WRITTEN INSTRUCTION: Please reproduce the data below word for word, leaving out the pictures.

Excerpts of bounding box data:
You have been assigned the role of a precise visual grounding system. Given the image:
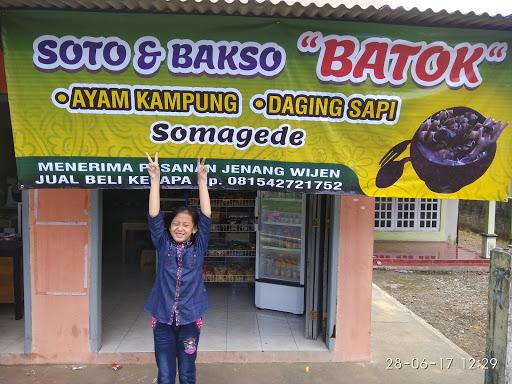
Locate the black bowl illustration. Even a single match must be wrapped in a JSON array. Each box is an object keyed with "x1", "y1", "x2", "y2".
[{"x1": 376, "y1": 107, "x2": 507, "y2": 193}]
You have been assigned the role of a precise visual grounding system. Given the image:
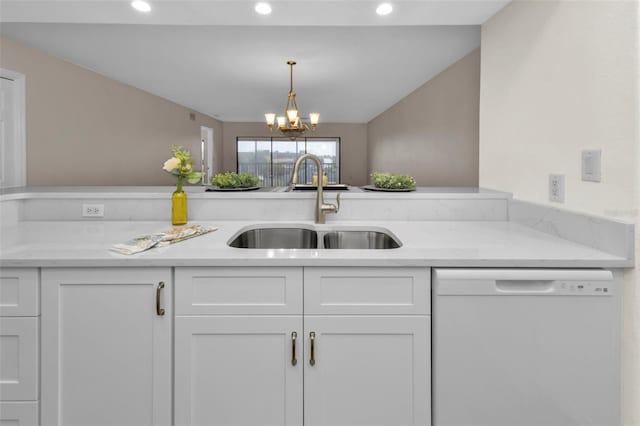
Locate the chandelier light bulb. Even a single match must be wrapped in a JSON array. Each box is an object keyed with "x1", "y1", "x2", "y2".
[
  {"x1": 376, "y1": 3, "x2": 393, "y2": 16},
  {"x1": 256, "y1": 3, "x2": 271, "y2": 15},
  {"x1": 264, "y1": 60, "x2": 320, "y2": 140},
  {"x1": 131, "y1": 0, "x2": 151, "y2": 12},
  {"x1": 287, "y1": 109, "x2": 298, "y2": 124},
  {"x1": 264, "y1": 112, "x2": 276, "y2": 127}
]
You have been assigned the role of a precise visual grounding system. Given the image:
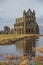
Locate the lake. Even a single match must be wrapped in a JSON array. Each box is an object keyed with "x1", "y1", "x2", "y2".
[{"x1": 0, "y1": 36, "x2": 43, "y2": 61}]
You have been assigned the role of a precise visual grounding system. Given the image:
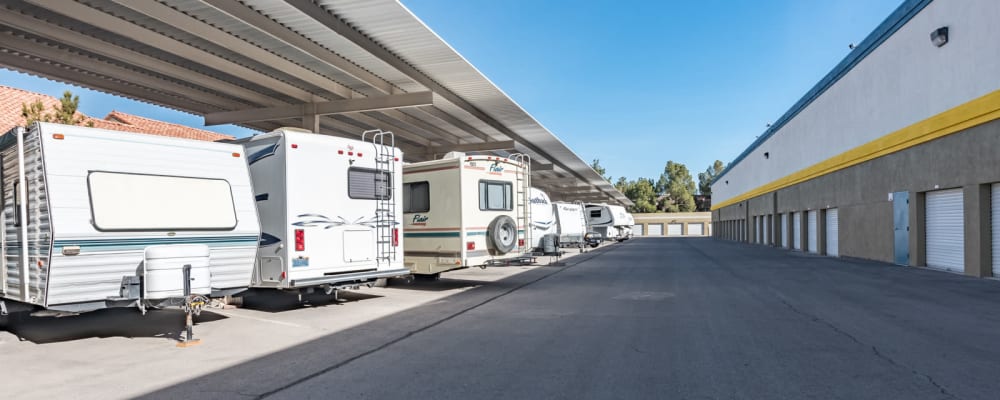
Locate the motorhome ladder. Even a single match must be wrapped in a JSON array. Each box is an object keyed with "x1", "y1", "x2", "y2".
[
  {"x1": 510, "y1": 153, "x2": 534, "y2": 254},
  {"x1": 361, "y1": 129, "x2": 398, "y2": 266}
]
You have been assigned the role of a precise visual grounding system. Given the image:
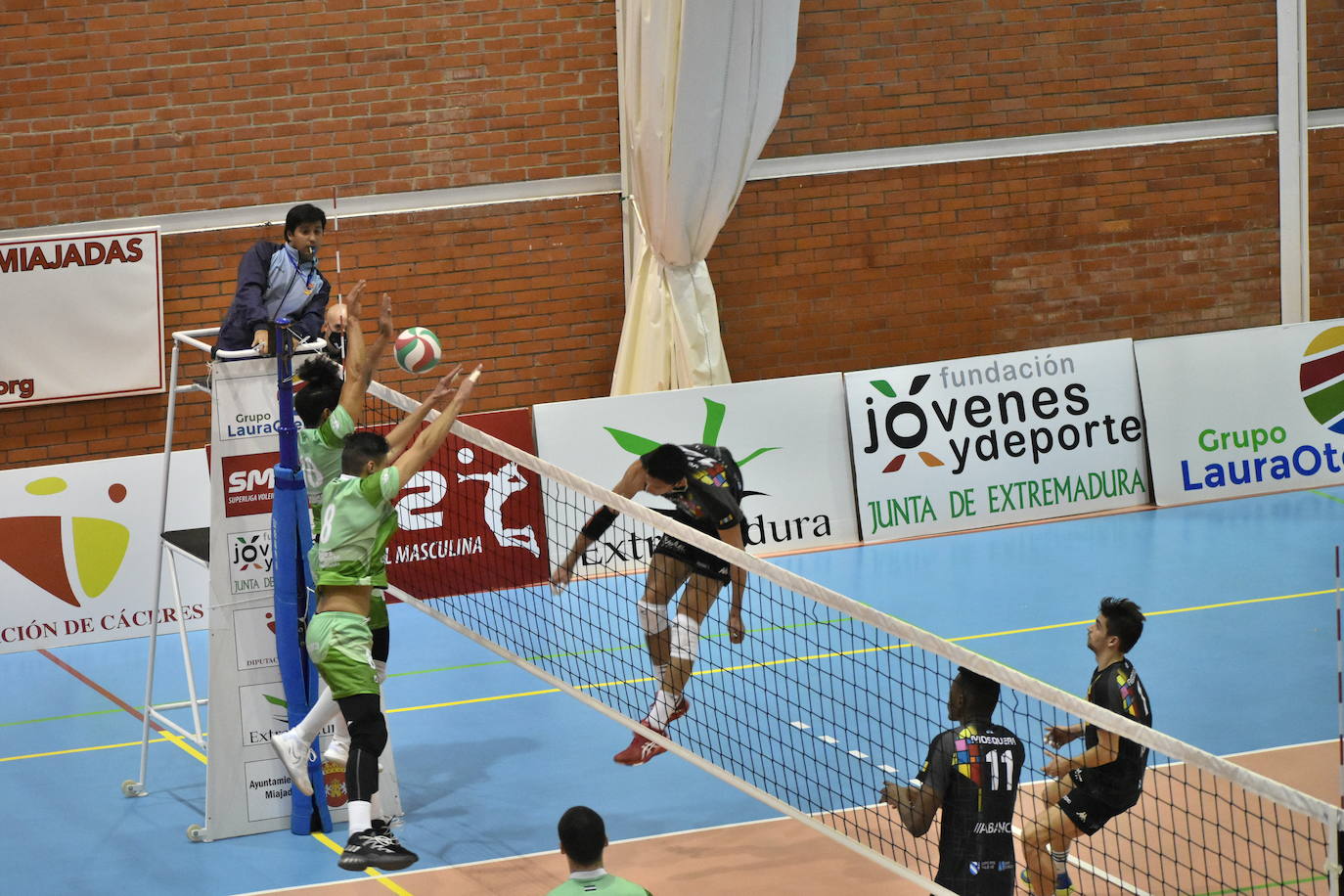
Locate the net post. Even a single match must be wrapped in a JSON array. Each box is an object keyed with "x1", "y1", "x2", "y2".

EXPECTED ANSWER:
You have been assigned the role of a precise visual grounding system. Given the image:
Locate the black bowl illustration. Even a single match must be wrapped in a JSON array. Each box is an object keyed with "x1", "y1", "x2", "y2".
[{"x1": 376, "y1": 107, "x2": 507, "y2": 193}]
You have been assigned the role of a precise visual grounding system. Given the image:
Locate the chandelier light bulb. Even a single match must be wrapped in a JSON array. Each box is an object keyed with "x1", "y1", "x2", "y2".
[
  {"x1": 376, "y1": 3, "x2": 393, "y2": 16},
  {"x1": 256, "y1": 3, "x2": 271, "y2": 15},
  {"x1": 264, "y1": 60, "x2": 320, "y2": 140},
  {"x1": 131, "y1": 0, "x2": 151, "y2": 12},
  {"x1": 287, "y1": 109, "x2": 298, "y2": 124},
  {"x1": 264, "y1": 112, "x2": 276, "y2": 127}
]
You have been assigned the role of a precise visual grounding system. Given the image:
Locate the lake. Even a single match must be wrapped in a JSON array. Each box is an object keyed with "x1", "y1", "x2", "y2".
[{"x1": 0, "y1": 36, "x2": 43, "y2": 61}]
You have been assigned the role of a precise visual grounding system. Given the image:
Locate the motorhome ladder. Even a single match must be wrapped in a JSON array. Each box is an object keyed with "x1", "y1", "x2", "y2".
[
  {"x1": 510, "y1": 153, "x2": 534, "y2": 254},
  {"x1": 361, "y1": 129, "x2": 398, "y2": 266}
]
You have been assigned the role of a precise visual grounding system. Given the image:
Locate the net post. Even a single match must be wrapped in a JSON array. Each box is an object keyed with "x1", "y1", "x2", "y2".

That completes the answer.